WORK TO COMPLETE — Each line of the listing below that includes "facade" must be copied.

THE RECORDS —
# # # # # # #
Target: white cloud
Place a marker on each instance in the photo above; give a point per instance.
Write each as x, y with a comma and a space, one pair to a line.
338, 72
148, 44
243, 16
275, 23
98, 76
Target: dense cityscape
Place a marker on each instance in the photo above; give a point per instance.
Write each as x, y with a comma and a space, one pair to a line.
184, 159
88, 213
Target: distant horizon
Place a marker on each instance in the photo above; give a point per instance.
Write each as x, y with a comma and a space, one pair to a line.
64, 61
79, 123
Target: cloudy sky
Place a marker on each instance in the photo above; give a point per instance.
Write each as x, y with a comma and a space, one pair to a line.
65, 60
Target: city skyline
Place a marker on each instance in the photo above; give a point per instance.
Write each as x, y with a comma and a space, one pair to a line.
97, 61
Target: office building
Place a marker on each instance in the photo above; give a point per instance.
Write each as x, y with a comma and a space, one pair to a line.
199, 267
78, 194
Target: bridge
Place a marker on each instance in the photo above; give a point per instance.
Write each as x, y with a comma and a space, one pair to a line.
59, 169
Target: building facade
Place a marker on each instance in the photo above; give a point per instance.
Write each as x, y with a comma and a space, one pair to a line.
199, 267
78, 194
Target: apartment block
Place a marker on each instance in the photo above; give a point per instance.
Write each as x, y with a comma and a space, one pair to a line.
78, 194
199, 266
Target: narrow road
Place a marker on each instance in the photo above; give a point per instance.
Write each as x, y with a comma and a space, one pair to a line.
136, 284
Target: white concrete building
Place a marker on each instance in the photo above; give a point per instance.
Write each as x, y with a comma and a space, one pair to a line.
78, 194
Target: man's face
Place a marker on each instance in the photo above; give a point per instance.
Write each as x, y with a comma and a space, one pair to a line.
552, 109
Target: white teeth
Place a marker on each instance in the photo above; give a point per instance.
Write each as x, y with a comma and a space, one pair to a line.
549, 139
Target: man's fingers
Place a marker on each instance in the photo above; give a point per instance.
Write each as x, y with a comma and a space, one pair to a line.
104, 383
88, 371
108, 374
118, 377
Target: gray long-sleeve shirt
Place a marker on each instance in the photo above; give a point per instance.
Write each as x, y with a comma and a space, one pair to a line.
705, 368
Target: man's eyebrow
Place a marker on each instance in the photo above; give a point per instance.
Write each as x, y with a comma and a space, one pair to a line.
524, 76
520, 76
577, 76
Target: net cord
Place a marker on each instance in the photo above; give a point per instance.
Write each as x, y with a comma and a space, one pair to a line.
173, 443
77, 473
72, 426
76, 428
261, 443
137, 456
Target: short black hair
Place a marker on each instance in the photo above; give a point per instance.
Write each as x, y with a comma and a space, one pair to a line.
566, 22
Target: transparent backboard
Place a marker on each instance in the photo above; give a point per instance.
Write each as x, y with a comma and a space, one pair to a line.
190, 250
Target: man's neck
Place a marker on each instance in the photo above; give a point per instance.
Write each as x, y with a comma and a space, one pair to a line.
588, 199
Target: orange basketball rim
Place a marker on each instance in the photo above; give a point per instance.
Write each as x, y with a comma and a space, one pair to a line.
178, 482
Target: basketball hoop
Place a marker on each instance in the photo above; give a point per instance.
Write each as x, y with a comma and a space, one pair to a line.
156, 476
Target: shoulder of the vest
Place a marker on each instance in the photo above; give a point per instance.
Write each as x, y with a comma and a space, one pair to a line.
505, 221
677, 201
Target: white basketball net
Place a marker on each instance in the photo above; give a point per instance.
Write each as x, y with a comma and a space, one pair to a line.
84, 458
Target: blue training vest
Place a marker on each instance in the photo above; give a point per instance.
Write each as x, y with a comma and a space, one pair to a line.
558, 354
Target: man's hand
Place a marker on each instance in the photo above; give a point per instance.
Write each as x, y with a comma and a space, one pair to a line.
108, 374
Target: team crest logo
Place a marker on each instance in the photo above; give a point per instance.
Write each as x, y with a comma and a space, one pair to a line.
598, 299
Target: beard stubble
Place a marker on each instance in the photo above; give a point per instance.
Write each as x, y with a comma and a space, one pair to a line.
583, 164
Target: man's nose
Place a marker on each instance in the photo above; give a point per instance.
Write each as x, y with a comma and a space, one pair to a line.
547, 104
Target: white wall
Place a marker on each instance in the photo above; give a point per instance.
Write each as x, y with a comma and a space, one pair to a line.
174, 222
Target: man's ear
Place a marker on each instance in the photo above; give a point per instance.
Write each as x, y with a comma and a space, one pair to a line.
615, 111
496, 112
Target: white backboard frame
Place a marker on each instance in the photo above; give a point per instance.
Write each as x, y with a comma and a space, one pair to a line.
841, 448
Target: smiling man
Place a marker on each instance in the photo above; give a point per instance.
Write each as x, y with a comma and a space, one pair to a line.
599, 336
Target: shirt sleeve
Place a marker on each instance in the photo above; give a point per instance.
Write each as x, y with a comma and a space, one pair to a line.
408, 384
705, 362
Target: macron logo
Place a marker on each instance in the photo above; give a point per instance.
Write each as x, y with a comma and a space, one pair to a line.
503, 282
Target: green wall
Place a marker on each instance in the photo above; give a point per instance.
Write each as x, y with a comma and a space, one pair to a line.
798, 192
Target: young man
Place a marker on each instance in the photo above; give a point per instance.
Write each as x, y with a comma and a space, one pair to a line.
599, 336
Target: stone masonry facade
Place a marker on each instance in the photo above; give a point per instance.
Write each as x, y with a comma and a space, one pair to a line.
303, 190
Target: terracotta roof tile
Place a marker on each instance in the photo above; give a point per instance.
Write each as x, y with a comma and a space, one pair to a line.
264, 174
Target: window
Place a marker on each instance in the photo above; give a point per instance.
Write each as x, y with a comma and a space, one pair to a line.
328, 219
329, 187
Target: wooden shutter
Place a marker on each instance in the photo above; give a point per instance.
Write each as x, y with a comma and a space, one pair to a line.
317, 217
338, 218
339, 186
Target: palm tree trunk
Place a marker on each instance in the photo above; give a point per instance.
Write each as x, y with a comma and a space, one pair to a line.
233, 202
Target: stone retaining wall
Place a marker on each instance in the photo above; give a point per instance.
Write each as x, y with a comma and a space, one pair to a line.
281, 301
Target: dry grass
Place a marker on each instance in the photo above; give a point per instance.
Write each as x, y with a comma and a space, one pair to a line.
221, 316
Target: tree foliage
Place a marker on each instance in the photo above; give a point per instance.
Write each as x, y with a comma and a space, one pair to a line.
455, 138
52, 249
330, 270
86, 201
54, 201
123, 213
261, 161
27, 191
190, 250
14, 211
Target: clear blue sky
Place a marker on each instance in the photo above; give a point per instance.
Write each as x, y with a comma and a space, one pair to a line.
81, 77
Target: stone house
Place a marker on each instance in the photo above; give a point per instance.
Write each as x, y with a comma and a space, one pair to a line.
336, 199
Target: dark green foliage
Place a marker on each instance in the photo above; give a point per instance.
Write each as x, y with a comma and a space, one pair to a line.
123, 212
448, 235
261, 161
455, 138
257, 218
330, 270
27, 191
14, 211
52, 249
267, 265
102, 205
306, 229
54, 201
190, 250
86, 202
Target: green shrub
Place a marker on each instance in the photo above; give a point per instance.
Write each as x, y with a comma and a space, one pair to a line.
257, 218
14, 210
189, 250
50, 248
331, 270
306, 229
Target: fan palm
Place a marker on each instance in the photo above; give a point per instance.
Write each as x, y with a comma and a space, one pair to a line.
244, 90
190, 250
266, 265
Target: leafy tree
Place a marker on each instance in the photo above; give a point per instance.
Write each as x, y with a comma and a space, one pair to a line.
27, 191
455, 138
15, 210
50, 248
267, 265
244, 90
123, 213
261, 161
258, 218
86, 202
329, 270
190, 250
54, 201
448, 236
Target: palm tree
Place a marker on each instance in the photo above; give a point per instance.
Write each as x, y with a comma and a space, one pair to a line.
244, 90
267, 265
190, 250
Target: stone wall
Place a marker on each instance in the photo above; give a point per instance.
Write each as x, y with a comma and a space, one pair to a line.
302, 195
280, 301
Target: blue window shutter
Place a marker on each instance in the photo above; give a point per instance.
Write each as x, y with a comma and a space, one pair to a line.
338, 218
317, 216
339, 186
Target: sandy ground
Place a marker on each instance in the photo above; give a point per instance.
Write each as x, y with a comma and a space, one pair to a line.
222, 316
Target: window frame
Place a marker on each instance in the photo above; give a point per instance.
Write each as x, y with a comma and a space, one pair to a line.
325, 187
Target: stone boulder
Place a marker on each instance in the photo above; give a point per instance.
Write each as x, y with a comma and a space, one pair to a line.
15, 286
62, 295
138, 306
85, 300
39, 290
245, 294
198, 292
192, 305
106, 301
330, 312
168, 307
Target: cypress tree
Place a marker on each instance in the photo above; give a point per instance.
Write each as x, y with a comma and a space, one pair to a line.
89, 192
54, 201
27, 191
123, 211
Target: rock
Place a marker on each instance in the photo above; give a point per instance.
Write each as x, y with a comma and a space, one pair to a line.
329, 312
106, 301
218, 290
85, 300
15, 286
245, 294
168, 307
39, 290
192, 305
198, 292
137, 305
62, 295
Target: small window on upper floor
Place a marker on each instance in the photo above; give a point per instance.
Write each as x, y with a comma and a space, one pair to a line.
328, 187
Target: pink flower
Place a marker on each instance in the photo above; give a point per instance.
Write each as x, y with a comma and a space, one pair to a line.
# # # # # # #
TASK SOLUTION —
Target: building facade
Target: stone masonry facade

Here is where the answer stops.